- Exercise:
Edit the records below by replacing every "one dot per instance" with "one dot per object"; keep everything else unchanged.

- Source records:
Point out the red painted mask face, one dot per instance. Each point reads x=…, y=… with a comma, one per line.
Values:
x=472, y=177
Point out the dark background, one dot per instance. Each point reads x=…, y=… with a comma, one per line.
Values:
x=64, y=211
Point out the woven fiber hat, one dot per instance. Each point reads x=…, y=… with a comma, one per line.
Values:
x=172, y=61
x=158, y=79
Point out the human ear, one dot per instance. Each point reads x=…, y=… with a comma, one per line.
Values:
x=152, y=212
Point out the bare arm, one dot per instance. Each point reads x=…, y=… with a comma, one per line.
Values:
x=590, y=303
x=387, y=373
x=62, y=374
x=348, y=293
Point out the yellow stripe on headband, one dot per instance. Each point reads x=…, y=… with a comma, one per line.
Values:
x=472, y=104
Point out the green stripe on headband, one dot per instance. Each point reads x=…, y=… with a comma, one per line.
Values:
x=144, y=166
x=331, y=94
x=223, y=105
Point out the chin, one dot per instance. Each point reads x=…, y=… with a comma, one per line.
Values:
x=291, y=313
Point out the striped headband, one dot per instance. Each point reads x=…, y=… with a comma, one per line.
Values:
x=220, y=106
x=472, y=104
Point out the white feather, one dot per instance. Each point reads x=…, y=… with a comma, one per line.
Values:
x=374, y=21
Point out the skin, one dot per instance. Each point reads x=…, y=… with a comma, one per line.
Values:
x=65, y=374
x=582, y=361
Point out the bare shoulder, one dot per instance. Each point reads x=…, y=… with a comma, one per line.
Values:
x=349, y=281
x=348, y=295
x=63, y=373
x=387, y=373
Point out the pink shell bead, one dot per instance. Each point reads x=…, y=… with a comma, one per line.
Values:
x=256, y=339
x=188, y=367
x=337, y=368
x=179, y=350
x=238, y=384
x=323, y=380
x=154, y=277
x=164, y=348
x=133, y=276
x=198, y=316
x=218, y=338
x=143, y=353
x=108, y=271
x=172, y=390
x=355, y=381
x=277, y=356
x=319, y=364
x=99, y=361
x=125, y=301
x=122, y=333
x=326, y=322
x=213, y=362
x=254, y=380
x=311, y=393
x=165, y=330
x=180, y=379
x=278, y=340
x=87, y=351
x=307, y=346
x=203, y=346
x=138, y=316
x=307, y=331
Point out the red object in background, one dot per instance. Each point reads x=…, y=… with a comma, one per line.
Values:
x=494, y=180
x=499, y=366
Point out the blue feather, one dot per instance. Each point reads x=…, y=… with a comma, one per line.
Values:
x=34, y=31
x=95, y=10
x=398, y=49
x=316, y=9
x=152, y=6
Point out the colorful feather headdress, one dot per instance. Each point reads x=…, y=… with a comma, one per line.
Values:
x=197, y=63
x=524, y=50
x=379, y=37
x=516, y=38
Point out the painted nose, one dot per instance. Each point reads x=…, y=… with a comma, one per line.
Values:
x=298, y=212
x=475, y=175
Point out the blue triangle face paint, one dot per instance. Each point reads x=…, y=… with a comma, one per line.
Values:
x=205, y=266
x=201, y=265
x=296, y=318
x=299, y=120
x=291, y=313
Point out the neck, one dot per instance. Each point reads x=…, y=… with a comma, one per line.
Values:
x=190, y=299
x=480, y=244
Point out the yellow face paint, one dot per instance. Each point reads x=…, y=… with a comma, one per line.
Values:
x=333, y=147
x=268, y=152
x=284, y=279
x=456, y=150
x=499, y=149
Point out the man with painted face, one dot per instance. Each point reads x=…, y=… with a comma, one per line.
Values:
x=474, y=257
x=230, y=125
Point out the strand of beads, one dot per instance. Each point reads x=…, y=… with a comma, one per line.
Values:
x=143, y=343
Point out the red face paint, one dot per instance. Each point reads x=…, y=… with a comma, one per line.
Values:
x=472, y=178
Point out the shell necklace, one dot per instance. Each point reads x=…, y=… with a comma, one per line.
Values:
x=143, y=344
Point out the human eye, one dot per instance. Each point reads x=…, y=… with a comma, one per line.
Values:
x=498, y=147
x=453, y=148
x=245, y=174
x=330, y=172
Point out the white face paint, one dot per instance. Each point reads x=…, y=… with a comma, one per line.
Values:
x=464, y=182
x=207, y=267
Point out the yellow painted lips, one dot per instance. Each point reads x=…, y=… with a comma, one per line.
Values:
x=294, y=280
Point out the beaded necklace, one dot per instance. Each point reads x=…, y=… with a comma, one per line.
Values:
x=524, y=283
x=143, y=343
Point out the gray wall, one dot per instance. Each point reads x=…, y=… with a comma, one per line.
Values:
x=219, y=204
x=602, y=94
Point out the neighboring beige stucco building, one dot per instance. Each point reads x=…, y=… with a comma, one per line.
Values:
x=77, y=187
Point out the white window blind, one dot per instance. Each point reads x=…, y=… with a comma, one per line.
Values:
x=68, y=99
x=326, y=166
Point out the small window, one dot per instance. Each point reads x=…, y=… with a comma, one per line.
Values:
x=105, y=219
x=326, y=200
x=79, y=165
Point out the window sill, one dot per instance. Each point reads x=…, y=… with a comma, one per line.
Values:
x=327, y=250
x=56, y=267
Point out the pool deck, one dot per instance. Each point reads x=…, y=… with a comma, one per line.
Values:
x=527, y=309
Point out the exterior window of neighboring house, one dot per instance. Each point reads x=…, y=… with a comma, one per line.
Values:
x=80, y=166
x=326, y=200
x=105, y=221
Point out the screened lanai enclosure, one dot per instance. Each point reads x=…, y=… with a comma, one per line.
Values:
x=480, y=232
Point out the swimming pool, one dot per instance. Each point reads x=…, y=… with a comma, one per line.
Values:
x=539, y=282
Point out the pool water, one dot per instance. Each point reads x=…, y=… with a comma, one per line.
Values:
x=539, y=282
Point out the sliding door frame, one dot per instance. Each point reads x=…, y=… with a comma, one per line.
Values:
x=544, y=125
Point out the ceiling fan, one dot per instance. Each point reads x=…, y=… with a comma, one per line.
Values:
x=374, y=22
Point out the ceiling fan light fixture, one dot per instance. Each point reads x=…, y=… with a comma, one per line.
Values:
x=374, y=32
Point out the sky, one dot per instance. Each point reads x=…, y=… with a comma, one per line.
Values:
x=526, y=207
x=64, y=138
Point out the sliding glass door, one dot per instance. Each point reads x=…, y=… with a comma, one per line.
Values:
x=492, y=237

- Answer to this task:
Point out the red painted mask face, one dot per object. Each point reads x=…, y=… with a comma, one per line.
Values:
x=472, y=177
Point out the dark background, one dot per object. Each point reads x=…, y=… with a comma, one per line.
Values:
x=64, y=211
Point out the woven fiber hat, one dot per object. Each point reads x=…, y=… with a comma, one per line.
Values:
x=172, y=61
x=158, y=79
Point out the human ear, one dot per object. Each point reads x=…, y=… with a comma, one per line.
Values:
x=152, y=212
Point out the bare arm, one dot per object. Each point reads x=…, y=… with a comma, one per line.
Values:
x=590, y=303
x=387, y=373
x=62, y=374
x=348, y=293
Point out the yellow stripe on headband, one dot per object. Each point reads x=…, y=… with a comma, one per line.
Values:
x=472, y=104
Point out the green stripe on headband, one dot per object. Each point reads x=…, y=… with a comma, one per line.
Values:
x=144, y=166
x=331, y=94
x=223, y=105
Point out the chin, one dot per object. Each point reads x=…, y=… with a comma, one per line.
Values:
x=291, y=313
Point out the striped headband, one dot per object. Each point reads x=…, y=… with a comma, one per line.
Values:
x=220, y=106
x=472, y=104
Point out the white feather, one dot per object. Each point reads x=…, y=… with a comma, one per line.
Values:
x=374, y=21
Point out the skin, one dot per object. Each point reads x=…, y=… with a comma, one per line.
Values:
x=65, y=374
x=582, y=361
Point out the bare shoulder, one dot per object. Each point reads x=…, y=… with a comma, one per line.
Values:
x=349, y=281
x=348, y=295
x=63, y=373
x=387, y=373
Point out the pink shell bead, one dot per object. Each point reads x=…, y=… with a comma, one per line.
Values:
x=256, y=339
x=188, y=367
x=337, y=368
x=179, y=350
x=238, y=384
x=323, y=380
x=154, y=277
x=164, y=348
x=133, y=276
x=198, y=316
x=218, y=338
x=143, y=353
x=108, y=271
x=172, y=390
x=355, y=381
x=277, y=356
x=319, y=364
x=99, y=361
x=125, y=301
x=122, y=333
x=326, y=322
x=213, y=362
x=254, y=380
x=311, y=393
x=165, y=330
x=180, y=379
x=278, y=340
x=87, y=351
x=307, y=346
x=203, y=346
x=138, y=316
x=307, y=331
Point out the red object in background, one dot per object. Each point reads x=…, y=… with a comma, one per line.
Values:
x=494, y=180
x=499, y=366
Point out the blue feather, one dot per object. Each point reads x=…, y=… with a comma, one per line.
Values:
x=34, y=31
x=95, y=10
x=398, y=49
x=316, y=9
x=152, y=6
Point out the colorful feather headdress, one dot per object. Each point reads x=…, y=… with a comma, one per line.
Values:
x=197, y=63
x=524, y=50
x=379, y=37
x=516, y=38
Point out the painted nose, one dot per object. Each point reads x=…, y=… with a comma, one per line.
Values:
x=298, y=212
x=475, y=175
Point out the blue triangle face paint, one dot per object. Each point reads x=…, y=… with a comma, one per line.
Values:
x=205, y=266
x=201, y=265
x=296, y=318
x=299, y=120
x=291, y=313
Point out the neck, one dot per object. Each point reads x=…, y=… with a comma, one per line.
Values:
x=190, y=299
x=480, y=244
Point out the yellow face paint, one dot per object. Each point reads x=…, y=… with a comma, one per line.
Values:
x=333, y=147
x=268, y=152
x=284, y=279
x=456, y=150
x=499, y=149
Point out the man with painted face, one dot per object. Each point reads x=…, y=… with a comma, one per line.
Values:
x=474, y=257
x=230, y=125
Point out the strand of beads, one dot per object. Each point reads x=…, y=… with a comma, one per line.
Values:
x=143, y=343
Point out the red face paint, one dot per object. Each point reads x=…, y=… with a comma, one per line.
Values:
x=472, y=178
Point out the shell necklace, one dot per object. Each point reads x=…, y=… with a comma, one per line.
Values:
x=143, y=344
Point out the human eye, one dot per object. Each point reads x=…, y=… with a comma, one per line.
Values:
x=498, y=147
x=453, y=148
x=245, y=174
x=330, y=172
Point out the white face paint, one dot per object. Each point reads x=…, y=… with a comma, one per line.
Values:
x=464, y=182
x=207, y=267
Point out the yellow painted lips, one dot per object. Each point reads x=…, y=… with a comma, one per line.
Values:
x=294, y=280
Point out the beaded necklace, one dot per object. Each point reads x=…, y=… with a comma, one per line.
Values:
x=524, y=283
x=143, y=343
Point out the gray wall, one dot per object. Each point reads x=…, y=… with a comma, one per line.
Values:
x=219, y=204
x=602, y=94
Point out the neighboring beige stucco building, one dot per object. Each point reads x=…, y=… with a comma, one per line.
Values:
x=77, y=187
Point out the white window blind, one dot per object. Each point reads x=…, y=… with a comma, one per line.
Values:
x=68, y=99
x=326, y=166
Point out the small window, one dot per object. Each point reads x=…, y=… with a comma, one per line.
Values:
x=105, y=219
x=326, y=200
x=79, y=165
Point out the window sill, one dot per object. Each point reads x=…, y=… with a comma, one per line.
Values:
x=327, y=250
x=56, y=267
Point out the pool deck, one dot per object. Each point reads x=…, y=… with a comma, one per line.
Values:
x=527, y=309
Point out the exterior window of neighboring house, one dot per object. Each point reads x=…, y=… with a comma, one per line.
Values:
x=80, y=166
x=326, y=200
x=105, y=221
Point out the screened lanai enclosure, one dot per object. Each point reads x=…, y=… with a comma, one per line.
Values:
x=480, y=232
Point out the swimming pool, one dot per object. Each point reads x=…, y=… with a comma, one per line.
Values:
x=539, y=282
Point out the pool water, one dot per object. Each point reads x=…, y=… with a comma, one per line.
Values:
x=539, y=282
Point out the sliding door frame, one dot per object. Each point reads x=…, y=… with a comma, one per line.
Values:
x=544, y=125
Point out the ceiling fan, one dot per object. Each point reads x=…, y=… with a comma, one per line.
Values:
x=374, y=22
Point out the ceiling fan light fixture, one dot per object. Each point reads x=…, y=… with a comma, one per line.
Values:
x=374, y=32
Point out the sky, one dot per object. Each point reads x=…, y=… with a comma, one per line.
Values:
x=526, y=207
x=64, y=138
Point out the sliding glass door, one dot per object. Each point reads x=…, y=… with a comma, one per line.
Values:
x=492, y=237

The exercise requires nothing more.